[Opening Records to use section]

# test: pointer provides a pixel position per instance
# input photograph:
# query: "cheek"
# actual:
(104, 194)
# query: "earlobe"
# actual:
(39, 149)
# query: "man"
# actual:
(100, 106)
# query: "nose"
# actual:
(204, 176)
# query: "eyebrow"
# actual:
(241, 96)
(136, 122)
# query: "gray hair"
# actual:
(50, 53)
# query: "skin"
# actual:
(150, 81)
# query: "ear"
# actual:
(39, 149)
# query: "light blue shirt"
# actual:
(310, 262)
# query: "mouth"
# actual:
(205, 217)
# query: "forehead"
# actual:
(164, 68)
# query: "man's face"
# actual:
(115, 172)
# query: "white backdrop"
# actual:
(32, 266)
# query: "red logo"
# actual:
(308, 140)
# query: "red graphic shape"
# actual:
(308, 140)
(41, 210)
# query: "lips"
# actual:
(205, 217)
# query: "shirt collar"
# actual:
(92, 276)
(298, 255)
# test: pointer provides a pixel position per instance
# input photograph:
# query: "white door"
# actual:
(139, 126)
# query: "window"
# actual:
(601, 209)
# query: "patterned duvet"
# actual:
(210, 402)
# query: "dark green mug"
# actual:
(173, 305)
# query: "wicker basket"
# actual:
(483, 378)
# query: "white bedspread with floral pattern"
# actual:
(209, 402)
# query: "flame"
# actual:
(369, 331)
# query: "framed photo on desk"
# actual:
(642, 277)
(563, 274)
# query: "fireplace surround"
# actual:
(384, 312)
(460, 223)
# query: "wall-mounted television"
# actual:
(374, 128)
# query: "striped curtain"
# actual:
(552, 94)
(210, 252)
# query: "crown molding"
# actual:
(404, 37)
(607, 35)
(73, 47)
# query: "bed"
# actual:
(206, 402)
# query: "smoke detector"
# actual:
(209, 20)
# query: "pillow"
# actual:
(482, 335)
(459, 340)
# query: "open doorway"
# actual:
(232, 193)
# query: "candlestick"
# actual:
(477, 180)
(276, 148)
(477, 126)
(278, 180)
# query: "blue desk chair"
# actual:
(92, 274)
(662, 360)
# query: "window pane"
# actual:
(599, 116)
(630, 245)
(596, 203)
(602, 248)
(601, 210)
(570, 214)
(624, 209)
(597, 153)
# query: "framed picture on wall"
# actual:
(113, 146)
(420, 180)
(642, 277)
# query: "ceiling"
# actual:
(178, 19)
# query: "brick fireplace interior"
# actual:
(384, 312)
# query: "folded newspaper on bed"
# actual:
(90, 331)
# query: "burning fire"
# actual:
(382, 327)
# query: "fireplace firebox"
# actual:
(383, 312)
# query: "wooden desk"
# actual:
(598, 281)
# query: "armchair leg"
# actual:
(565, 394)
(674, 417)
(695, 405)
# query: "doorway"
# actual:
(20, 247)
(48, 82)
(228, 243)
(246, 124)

[Closing Records to use section]

• _What is expected_: For the records above, restate every line word for word.

• _Answer for the task_:
# test: pointer provides a pixel position per instance
# input photograph:
# query: "cheek"
# actual:
(104, 194)
# query: "earlobe"
# actual:
(39, 149)
# query: "man"
# actual:
(100, 106)
# query: "nose"
# actual:
(204, 176)
# query: "eyebrow"
# actual:
(241, 96)
(136, 122)
# query: "gray hair"
# actual:
(50, 53)
# query: "skin"
# actual:
(150, 81)
# query: "ear"
# actual:
(39, 149)
# query: "light blue shirt"
# actual:
(310, 262)
# query: "mouth"
# actual:
(205, 217)
# query: "forehead"
# actual:
(164, 68)
# query: "man's face"
# actual:
(115, 172)
# query: "white backdrop"
# actual:
(32, 266)
# query: "red logo"
# actual:
(308, 140)
# query: "red graphic shape"
# actual:
(308, 140)
(41, 210)
# query: "lips"
# actual:
(205, 217)
# query: "shirt collar"
# actual:
(92, 276)
(298, 255)
# test: pointer provides a pixel position per instance
# input photograph:
# query: "white door"
# actual:
(139, 126)
# query: "window"
# actual:
(601, 209)
# query: "patterned duvet"
# actual:
(210, 402)
# query: "dark green mug"
# actual:
(173, 305)
# query: "wicker basket"
# actual:
(483, 378)
# query: "white bedspread with floral pattern"
# actual:
(209, 402)
# query: "flame"
# actual:
(369, 331)
# query: "framed photo on desk"
# actual:
(642, 277)
(563, 274)
# query: "fireplace surround"
# actual:
(384, 312)
(460, 223)
# query: "wall-mounted television"
# actual:
(374, 128)
# query: "striped curtain"
# actual:
(552, 94)
(210, 252)
# query: "crown molding"
# actual:
(404, 37)
(607, 35)
(73, 47)
# query: "bed"
# actual:
(206, 402)
# query: "smoke detector"
# actual:
(209, 20)
# query: "pillow"
# actual:
(482, 335)
(459, 340)
# query: "open doorway"
# actual:
(232, 193)
# query: "candlestick"
# actual:
(477, 180)
(276, 148)
(477, 126)
(278, 180)
# query: "blue desk chair"
# actual:
(92, 274)
(662, 360)
# query: "window pane"
# actual:
(599, 116)
(630, 245)
(596, 203)
(602, 248)
(601, 210)
(570, 214)
(624, 209)
(597, 153)
# query: "framed picture on wall"
# actual:
(113, 146)
(420, 180)
(642, 277)
# query: "ceiling"
# actual:
(178, 19)
# query: "brick fireplace interior"
# actual:
(384, 312)
# query: "folded newspaper on bed"
# actual:
(90, 331)
# query: "burning fire"
# actual:
(382, 327)
# query: "fireplace firebox"
# actual:
(383, 312)
# query: "wooden desk"
# actual:
(598, 281)
# query: "armchair leg"
# actual:
(565, 394)
(674, 417)
(695, 405)
# query: "doorway"
# actual:
(20, 247)
(48, 82)
(228, 243)
(246, 124)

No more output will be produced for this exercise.